PROVIDED TEXT Start Marker

On the issue of strengthening the IMF and World Bank we must cast back to Bretton Woods for an understanding of this action.  At Bretton Woods, New Hampshire in July, 1944, the leaders of 44 nations met to establish institutions to address the many reconstruction issues of the post WWII era.  Upon the onset of globalization in the 1990s some have questioned the relevance of these post-WWII institutions.  Importantly, during this crisis, the infrastructure of these institutions (i.e., the IMF and the World Bank) has been crucial to the stabilization of countries most impacted by the crisis.  As a result, there is a renewed spirit of cooperation to continue to jointly fund these institutions; albeit with a revised balance of power that more accurately reflects the relative strength of the member nations in today’s world.  Importantly, China and India will likely have more sway in the governing bodies of these institutions.  All of the G-20 nations agreed to support the World Bank’s new Vulnerability Framework and the Infrastructure Crisis Facility and the Rapid Social Response Fund.

So what are the implications for the businesses and local governments of the US?  As other economies aided by the IMF and World Bank programs begin to grow and as they develop more robust consumer markets we will have greater export potential.  Companies can more aggressively sell their products to consumers in these markets and governments can form sister-city and sister-county relationships to further bilateral trade agendas.

PROVIDED TEXT End Marker
PROVIDED INFORMATION Start Marker

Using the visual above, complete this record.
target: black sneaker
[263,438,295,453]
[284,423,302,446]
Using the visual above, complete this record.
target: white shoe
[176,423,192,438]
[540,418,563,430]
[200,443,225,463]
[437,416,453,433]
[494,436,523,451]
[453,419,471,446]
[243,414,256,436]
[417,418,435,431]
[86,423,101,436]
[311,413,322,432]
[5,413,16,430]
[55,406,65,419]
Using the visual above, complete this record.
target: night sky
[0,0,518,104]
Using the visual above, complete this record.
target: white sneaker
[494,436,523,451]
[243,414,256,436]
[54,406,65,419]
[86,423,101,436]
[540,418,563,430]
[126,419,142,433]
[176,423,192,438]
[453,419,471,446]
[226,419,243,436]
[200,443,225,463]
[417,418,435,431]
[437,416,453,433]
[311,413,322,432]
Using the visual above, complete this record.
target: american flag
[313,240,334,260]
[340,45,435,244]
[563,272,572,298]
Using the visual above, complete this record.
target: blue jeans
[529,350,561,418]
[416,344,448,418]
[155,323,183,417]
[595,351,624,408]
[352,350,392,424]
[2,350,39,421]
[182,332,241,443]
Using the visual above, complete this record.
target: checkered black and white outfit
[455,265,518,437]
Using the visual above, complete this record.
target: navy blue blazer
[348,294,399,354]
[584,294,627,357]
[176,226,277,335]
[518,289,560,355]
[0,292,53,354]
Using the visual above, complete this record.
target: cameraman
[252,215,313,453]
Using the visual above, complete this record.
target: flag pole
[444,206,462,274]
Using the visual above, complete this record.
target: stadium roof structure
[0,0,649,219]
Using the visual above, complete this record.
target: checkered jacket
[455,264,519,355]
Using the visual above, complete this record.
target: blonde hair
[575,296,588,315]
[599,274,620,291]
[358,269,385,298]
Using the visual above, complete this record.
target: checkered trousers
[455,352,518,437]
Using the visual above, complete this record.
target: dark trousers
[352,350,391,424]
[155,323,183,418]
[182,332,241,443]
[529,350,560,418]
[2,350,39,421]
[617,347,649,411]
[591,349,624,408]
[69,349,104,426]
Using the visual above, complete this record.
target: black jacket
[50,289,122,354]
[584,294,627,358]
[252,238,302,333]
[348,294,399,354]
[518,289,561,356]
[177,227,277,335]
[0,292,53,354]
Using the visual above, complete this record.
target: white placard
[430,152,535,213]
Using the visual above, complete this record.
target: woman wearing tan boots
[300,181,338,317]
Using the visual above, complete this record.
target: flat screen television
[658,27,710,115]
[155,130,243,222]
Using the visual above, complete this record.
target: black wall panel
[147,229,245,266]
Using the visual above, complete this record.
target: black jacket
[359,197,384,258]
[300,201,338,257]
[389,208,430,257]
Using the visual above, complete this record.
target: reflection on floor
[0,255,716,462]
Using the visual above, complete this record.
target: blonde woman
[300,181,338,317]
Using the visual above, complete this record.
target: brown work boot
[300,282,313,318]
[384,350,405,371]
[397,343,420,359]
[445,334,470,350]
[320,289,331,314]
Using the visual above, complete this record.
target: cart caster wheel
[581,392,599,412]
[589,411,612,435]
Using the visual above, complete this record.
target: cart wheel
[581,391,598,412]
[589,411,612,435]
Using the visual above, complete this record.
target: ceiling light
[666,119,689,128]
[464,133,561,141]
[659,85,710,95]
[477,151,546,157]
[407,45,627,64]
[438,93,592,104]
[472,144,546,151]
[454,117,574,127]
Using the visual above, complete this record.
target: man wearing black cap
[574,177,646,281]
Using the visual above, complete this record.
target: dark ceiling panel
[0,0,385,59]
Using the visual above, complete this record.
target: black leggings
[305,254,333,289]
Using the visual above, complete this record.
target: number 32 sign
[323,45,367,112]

PROVIDED INFORMATION End Marker

• _REQUIRED ACTION 1_
Write out the portion of the passage on the IMF and World Bank starting at "So what are" and ending at "bilateral trade agendas.".
• _REQUIRED ACTION 2_
List every World Bank program or facility that the passage on the IMF and World Bank says the G-20 nations agreed to support.
• _REQUIRED ACTION 3_
Answer from the passage on the IMF and World Bank:
(a) Where and when did the leaders meet to establish these institutions?
(b) How many nations were represented at that meeting?
(c) Which two countries will likely gain more sway in the governing bodies of these institutions?

• _ANSWER BOX 1_
So what are the implications for the businesses and local governments of the US?  As other economies aided by the IMF and World Bank programs begin to grow and as they develop more robust consumer markets we will have greater export potential.  Companies can more aggressively sell their products to consumers in these markets and governments can form sister-city and sister-county relationships to further bilateral trade agendas.

• _ANSWER BOX 2_
- Vulnerability Framework
- Infrastructure Crisis Facility
- Rapid Social Response Fund

• _ANSWER BOX 3_
(a) Bretton Woods, New Hampshire, in July 1944.
(b) 44 nations.
(c) China and India.